--- Datos disponibles ---

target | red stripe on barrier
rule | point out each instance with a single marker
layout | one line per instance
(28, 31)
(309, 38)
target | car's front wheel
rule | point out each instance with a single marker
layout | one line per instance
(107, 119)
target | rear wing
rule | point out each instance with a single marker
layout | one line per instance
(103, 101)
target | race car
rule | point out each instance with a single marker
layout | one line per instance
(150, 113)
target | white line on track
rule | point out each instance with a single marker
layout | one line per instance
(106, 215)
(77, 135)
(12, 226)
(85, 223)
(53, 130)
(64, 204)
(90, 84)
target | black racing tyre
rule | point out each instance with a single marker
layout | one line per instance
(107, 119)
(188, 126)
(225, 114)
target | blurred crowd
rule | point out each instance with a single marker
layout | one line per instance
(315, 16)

---
--- Datos disponibles ---

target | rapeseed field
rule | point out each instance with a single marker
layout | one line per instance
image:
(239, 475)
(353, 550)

---

◆ Tu tarea:
¿Qué líneas de arriba contienen la palabra "target"? Cópialas completas, una por una.

◆ Resultado de la tarea:
target | red stripe on barrier
target | car's front wheel
target | rear wing
target | race car
target | white line on track
target | black racing tyre
target | blurred crowd
target | rapeseed field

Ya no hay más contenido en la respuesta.